§ **Information supplied**
******************************

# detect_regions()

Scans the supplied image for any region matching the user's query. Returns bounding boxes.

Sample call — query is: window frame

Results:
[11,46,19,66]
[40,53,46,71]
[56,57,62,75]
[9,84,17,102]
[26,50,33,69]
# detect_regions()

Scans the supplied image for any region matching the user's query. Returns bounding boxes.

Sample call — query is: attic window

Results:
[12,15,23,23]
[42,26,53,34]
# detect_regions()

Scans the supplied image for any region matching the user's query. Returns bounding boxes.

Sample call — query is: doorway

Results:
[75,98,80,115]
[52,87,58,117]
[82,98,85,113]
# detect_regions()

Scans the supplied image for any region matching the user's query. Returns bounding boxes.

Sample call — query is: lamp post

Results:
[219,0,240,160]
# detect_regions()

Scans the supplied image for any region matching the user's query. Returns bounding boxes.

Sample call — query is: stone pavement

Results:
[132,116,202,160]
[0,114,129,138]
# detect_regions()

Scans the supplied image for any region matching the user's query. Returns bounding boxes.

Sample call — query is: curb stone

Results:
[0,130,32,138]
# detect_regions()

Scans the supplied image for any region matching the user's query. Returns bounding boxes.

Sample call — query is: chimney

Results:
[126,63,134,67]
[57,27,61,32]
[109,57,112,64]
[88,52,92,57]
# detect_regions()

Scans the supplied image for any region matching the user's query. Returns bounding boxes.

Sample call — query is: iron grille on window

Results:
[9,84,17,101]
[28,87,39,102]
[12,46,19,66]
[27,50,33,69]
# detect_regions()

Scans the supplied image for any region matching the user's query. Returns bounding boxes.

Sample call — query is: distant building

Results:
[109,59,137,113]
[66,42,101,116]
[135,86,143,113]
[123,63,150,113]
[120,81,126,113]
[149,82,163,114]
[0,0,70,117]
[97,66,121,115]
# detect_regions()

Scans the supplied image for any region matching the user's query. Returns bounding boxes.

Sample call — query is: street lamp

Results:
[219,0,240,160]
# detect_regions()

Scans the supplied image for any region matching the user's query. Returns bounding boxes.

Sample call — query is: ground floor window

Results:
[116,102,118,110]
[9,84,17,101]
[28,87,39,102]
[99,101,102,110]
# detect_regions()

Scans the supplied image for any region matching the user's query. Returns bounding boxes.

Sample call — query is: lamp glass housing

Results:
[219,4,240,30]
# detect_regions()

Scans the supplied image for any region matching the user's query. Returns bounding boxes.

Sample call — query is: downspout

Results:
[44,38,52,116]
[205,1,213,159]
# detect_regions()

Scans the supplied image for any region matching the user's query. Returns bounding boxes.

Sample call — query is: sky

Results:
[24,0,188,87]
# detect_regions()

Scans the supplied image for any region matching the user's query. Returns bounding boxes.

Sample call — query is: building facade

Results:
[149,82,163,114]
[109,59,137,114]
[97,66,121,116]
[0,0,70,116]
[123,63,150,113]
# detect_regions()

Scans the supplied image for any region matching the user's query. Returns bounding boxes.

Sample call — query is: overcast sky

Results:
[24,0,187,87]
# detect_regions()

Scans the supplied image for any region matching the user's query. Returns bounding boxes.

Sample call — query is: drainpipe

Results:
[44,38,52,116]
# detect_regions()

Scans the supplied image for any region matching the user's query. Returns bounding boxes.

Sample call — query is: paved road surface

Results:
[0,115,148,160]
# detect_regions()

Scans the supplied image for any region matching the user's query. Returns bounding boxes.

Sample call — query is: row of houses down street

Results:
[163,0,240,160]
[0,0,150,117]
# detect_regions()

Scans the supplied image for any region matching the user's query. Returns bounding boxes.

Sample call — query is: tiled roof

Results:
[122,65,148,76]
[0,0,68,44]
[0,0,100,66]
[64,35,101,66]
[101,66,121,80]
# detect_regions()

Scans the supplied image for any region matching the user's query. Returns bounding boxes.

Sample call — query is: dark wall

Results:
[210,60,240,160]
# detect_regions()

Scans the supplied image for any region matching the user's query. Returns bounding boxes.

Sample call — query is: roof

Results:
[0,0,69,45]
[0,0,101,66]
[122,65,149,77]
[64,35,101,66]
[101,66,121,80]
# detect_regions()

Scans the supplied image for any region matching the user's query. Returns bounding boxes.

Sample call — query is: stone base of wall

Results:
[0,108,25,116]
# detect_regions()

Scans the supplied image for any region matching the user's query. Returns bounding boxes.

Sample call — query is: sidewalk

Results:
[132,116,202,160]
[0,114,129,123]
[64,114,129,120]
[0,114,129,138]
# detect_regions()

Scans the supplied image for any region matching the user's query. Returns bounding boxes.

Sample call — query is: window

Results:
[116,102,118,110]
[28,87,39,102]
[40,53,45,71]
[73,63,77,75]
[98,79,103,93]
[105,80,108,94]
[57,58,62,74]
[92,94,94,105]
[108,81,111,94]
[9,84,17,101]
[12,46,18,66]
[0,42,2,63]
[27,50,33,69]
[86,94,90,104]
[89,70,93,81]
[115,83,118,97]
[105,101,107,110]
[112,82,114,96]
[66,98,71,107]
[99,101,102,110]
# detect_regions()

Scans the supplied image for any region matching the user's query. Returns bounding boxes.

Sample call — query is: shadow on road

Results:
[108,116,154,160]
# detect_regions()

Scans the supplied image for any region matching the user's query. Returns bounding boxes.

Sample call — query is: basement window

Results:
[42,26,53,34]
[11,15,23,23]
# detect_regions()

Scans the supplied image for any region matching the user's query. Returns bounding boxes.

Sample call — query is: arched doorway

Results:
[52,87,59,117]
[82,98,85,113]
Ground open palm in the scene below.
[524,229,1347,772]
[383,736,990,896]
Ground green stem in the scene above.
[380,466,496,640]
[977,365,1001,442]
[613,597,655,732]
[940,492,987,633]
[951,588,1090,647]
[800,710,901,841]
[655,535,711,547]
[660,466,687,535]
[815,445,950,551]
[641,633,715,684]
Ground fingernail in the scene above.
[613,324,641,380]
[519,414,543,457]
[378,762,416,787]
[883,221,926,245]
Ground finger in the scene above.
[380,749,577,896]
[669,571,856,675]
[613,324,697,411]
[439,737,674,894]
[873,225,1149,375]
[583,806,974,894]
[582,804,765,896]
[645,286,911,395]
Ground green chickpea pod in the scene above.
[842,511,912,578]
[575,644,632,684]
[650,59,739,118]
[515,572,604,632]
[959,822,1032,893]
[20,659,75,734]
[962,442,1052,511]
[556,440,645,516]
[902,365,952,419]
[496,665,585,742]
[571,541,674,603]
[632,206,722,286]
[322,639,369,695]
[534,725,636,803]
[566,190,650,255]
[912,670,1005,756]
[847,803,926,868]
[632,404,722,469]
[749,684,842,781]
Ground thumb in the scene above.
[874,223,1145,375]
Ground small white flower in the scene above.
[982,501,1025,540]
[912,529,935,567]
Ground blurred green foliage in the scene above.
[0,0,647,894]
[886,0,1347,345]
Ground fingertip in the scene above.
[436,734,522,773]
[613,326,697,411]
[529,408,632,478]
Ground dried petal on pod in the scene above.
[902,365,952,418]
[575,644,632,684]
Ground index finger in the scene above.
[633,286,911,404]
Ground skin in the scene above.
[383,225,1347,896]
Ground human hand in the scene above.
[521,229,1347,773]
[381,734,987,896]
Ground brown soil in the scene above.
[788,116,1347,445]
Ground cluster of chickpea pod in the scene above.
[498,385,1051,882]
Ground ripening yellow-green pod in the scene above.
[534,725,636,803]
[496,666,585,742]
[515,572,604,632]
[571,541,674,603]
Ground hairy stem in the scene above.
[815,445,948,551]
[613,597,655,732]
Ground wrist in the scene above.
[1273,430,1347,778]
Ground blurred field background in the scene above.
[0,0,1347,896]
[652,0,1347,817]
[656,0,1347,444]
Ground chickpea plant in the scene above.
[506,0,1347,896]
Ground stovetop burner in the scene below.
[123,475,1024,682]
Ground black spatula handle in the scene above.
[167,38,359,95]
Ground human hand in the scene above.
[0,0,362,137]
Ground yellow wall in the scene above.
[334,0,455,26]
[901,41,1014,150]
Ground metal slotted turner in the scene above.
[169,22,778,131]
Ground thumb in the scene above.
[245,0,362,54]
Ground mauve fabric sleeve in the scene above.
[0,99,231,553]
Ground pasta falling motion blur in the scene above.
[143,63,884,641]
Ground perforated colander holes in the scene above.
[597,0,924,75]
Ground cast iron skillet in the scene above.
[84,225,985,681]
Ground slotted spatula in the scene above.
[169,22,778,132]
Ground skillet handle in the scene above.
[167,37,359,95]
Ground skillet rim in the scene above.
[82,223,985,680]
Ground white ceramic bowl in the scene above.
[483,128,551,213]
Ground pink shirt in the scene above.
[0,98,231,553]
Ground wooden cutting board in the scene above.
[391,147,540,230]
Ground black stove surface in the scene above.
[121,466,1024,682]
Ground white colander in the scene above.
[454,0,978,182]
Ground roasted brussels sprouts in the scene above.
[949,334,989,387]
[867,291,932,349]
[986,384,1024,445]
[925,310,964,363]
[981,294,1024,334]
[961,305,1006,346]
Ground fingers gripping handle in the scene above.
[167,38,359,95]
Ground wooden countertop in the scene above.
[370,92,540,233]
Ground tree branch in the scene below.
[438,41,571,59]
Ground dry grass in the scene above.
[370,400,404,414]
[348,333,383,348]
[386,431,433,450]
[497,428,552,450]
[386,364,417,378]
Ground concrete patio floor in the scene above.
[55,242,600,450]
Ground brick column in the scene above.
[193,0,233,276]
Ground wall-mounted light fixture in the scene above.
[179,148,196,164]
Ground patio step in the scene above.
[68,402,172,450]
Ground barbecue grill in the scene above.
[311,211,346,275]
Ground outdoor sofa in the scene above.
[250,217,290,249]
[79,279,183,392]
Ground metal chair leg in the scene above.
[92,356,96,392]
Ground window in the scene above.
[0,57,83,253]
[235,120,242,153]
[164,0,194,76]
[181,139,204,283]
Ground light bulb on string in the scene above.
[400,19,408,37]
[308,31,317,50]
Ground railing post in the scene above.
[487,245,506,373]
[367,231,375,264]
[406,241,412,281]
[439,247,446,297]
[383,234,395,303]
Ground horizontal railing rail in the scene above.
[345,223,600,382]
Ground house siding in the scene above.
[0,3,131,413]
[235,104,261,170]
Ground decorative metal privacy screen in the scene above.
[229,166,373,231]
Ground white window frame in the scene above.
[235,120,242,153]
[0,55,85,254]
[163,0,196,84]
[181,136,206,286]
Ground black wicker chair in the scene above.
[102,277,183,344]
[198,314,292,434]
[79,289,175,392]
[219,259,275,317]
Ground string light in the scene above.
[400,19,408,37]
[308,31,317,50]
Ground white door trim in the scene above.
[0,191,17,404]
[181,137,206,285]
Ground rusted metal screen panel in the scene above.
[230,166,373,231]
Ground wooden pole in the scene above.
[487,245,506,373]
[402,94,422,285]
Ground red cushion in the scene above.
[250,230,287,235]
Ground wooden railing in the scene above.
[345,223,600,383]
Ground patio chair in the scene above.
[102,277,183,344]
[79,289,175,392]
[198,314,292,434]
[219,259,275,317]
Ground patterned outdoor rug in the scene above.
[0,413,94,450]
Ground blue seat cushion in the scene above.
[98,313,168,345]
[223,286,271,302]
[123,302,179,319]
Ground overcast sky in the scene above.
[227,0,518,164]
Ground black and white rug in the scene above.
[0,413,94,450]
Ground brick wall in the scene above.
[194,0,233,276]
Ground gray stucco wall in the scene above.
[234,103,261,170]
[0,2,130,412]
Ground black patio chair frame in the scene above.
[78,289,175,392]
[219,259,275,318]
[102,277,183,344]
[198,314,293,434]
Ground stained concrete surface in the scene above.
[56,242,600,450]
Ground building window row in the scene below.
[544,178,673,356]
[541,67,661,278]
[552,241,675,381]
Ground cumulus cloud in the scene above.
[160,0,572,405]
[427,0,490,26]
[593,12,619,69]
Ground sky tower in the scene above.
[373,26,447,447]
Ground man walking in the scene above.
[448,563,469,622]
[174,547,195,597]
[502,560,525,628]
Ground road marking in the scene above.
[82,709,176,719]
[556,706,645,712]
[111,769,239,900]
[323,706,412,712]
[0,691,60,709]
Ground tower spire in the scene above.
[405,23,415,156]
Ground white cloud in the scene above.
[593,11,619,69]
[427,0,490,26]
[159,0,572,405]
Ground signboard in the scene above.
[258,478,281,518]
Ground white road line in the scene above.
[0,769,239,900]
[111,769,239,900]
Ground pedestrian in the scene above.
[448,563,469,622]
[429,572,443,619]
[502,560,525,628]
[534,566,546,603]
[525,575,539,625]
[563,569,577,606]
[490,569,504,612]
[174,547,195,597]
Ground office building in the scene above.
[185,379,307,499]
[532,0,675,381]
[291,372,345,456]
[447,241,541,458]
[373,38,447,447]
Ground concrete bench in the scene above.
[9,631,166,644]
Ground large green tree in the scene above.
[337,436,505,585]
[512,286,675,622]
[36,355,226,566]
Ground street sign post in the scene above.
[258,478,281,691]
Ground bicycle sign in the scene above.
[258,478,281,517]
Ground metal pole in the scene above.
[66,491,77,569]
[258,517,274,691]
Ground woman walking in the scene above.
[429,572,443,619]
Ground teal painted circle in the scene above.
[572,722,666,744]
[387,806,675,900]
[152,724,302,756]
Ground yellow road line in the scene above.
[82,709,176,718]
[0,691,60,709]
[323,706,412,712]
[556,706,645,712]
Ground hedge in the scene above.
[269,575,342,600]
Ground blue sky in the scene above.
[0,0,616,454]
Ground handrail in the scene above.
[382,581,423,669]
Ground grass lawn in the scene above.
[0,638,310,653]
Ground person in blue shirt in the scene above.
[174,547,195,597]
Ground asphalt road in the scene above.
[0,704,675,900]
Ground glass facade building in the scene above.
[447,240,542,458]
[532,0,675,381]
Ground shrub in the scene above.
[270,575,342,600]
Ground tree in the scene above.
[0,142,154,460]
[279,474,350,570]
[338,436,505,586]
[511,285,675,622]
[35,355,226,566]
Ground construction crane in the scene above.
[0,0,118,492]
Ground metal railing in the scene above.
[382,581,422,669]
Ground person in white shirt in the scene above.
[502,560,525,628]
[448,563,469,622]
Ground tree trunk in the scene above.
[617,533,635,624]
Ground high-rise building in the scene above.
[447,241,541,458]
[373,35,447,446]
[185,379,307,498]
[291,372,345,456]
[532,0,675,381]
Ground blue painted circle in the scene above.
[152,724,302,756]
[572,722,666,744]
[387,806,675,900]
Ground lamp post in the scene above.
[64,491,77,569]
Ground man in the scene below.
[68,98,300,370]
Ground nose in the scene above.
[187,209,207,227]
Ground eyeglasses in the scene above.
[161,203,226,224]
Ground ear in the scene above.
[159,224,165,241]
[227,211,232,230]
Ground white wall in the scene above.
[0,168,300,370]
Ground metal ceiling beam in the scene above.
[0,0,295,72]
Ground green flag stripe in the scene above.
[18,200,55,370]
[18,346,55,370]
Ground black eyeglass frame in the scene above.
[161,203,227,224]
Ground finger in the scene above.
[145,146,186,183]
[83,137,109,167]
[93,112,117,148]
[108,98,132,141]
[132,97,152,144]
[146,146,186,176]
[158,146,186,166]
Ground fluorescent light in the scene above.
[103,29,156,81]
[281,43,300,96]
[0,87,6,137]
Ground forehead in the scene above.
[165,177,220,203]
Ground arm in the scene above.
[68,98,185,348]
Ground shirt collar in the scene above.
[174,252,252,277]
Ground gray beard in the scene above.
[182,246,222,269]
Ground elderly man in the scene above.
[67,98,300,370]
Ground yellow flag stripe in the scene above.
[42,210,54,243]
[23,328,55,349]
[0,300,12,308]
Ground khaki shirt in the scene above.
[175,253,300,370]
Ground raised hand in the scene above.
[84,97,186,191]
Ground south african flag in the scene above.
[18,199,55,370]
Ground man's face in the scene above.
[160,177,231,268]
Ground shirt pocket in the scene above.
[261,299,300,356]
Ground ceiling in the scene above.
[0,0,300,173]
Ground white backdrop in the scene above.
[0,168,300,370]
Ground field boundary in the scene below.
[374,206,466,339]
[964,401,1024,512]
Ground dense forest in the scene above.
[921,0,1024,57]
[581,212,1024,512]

******************************

Locate each line in the records above that contains the word "blurred" and copy those lines out.

§ **Full output**
Ground blurred green foliage in the scene above.
Ground blurred field background in the scene above.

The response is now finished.